Data rows —
*****

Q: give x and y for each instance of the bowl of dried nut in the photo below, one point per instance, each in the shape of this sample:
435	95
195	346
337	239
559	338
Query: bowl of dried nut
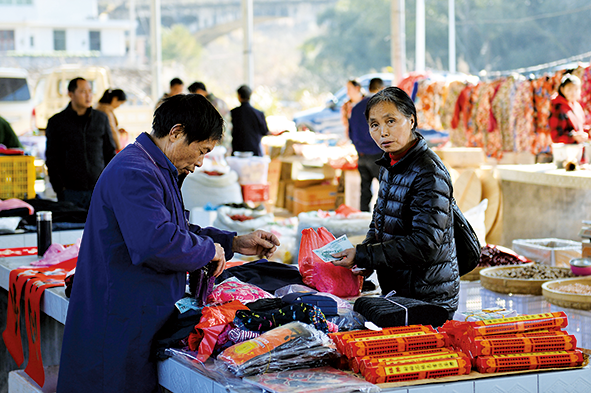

*****

Job —
Please reproduce the rows above verbatim, line for line, but leave out the picture.

Solution for this exercise —
Q: give x and y for each instance of the bowl of dried nut in the photo below, one point per instance, each in the shape of this sample:
435	95
195	346
337	239
559	338
Query: bowl of dried nut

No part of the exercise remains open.